◆ To do: Please count the lines in the records below that contain the word "panel" and give only the number.

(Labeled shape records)

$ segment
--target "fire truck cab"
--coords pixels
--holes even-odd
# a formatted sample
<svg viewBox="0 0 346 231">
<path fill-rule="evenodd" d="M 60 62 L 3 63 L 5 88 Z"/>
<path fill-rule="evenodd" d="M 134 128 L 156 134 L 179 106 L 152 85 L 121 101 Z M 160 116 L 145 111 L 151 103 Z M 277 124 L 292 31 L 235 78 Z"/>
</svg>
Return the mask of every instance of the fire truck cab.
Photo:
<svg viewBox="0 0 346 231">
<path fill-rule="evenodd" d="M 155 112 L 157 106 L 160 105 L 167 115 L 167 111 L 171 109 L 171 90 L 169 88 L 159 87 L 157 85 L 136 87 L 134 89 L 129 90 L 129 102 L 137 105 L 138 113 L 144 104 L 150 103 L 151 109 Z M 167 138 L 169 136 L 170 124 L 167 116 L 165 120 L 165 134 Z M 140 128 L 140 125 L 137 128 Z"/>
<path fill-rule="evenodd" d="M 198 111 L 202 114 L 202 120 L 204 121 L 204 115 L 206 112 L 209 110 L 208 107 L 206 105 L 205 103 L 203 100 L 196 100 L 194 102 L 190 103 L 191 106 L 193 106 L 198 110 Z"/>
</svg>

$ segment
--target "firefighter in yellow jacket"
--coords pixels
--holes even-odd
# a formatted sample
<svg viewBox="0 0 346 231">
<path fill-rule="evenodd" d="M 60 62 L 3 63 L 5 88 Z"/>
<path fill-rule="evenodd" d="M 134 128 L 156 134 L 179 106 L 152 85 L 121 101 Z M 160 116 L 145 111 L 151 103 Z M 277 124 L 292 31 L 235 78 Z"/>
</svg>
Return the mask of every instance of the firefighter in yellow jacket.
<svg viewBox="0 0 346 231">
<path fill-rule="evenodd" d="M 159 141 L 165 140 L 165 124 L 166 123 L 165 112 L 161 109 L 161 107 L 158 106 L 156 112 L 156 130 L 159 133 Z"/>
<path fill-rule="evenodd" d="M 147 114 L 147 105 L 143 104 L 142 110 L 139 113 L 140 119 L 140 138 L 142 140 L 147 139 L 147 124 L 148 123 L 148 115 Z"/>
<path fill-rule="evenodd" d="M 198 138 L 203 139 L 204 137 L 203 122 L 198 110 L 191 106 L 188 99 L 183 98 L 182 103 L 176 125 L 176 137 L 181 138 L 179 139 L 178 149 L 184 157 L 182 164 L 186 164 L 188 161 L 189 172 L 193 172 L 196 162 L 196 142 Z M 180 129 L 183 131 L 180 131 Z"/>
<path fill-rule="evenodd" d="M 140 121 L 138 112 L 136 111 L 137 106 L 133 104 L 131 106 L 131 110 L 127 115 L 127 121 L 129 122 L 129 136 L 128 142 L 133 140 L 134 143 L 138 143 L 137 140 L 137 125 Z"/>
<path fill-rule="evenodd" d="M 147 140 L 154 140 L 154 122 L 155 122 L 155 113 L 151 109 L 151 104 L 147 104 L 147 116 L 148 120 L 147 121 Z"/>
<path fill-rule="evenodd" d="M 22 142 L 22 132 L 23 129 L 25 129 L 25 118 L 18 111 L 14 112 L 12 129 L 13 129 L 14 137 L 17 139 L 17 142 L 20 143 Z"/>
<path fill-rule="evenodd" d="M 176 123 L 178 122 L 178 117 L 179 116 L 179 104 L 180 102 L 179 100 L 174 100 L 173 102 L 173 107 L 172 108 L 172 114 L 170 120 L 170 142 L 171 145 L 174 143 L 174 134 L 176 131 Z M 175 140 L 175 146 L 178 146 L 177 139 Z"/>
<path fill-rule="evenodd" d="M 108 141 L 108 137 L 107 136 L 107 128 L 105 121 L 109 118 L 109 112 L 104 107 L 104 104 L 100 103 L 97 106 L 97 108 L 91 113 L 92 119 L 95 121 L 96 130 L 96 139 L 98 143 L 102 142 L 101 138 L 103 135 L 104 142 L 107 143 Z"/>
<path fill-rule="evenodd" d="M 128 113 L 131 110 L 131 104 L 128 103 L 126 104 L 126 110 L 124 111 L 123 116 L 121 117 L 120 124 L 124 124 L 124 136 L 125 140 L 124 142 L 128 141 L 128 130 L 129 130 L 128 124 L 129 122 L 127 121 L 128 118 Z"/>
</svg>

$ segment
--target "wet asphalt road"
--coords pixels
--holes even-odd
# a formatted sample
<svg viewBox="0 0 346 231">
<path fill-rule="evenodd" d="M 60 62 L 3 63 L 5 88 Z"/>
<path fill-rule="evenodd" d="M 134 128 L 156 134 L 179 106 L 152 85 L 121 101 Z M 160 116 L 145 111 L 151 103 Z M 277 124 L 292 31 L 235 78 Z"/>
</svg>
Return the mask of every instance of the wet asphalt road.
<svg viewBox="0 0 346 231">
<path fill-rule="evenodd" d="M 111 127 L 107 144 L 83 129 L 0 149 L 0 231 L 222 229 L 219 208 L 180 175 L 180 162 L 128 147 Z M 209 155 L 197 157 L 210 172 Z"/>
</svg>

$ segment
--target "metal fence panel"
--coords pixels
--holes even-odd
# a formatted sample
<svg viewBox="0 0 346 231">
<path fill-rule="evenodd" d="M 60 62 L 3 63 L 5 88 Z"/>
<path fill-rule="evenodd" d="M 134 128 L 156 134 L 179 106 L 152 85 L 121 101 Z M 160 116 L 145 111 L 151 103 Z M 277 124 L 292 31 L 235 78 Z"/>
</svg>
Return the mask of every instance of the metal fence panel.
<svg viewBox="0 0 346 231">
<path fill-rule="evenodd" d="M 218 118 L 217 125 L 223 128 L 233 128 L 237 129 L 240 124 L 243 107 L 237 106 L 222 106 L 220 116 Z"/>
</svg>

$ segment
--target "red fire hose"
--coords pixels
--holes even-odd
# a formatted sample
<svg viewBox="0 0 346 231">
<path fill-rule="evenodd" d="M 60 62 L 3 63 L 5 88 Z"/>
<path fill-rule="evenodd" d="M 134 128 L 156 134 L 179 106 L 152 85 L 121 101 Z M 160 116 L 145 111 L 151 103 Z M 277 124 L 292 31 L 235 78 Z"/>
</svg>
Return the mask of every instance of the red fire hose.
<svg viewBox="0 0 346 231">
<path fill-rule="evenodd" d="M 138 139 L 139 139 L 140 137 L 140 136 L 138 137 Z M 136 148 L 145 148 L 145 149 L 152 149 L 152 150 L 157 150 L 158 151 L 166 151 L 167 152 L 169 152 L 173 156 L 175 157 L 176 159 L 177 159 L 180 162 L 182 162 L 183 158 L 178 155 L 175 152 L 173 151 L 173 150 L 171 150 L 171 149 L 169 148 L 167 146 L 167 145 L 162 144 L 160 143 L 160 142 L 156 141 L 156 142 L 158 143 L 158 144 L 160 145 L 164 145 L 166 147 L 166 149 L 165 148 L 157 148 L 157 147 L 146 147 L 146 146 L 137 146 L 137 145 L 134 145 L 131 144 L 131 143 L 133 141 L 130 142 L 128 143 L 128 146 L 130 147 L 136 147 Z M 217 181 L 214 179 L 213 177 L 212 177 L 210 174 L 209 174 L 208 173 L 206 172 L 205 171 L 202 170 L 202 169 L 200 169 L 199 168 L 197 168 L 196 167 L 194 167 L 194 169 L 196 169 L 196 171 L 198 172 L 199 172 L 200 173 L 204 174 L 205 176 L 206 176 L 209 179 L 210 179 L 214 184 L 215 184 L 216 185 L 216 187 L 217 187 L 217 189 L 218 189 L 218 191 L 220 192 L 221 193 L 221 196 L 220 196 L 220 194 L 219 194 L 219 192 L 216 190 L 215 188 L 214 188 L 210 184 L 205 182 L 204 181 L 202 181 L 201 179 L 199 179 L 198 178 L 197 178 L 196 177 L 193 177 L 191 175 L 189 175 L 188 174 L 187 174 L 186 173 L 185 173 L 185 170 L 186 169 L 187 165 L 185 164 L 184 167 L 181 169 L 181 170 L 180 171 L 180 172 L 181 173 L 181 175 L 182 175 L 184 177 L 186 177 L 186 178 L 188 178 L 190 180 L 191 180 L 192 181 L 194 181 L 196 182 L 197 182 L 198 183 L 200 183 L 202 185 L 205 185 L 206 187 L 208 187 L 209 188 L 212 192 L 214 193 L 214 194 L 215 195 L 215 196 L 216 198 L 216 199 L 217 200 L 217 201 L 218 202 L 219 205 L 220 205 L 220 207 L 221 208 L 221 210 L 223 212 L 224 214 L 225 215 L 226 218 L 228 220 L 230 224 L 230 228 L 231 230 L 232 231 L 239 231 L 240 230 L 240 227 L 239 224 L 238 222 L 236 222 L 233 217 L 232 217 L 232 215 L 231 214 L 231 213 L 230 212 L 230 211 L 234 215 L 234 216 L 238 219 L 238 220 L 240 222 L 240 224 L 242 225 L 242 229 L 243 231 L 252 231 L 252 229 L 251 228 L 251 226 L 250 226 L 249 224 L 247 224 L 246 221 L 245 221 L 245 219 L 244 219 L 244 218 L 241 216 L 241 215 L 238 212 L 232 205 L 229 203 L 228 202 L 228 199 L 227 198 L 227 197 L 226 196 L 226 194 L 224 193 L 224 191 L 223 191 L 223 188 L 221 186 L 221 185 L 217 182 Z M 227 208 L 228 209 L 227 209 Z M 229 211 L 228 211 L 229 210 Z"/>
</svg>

◆ Complete response: 2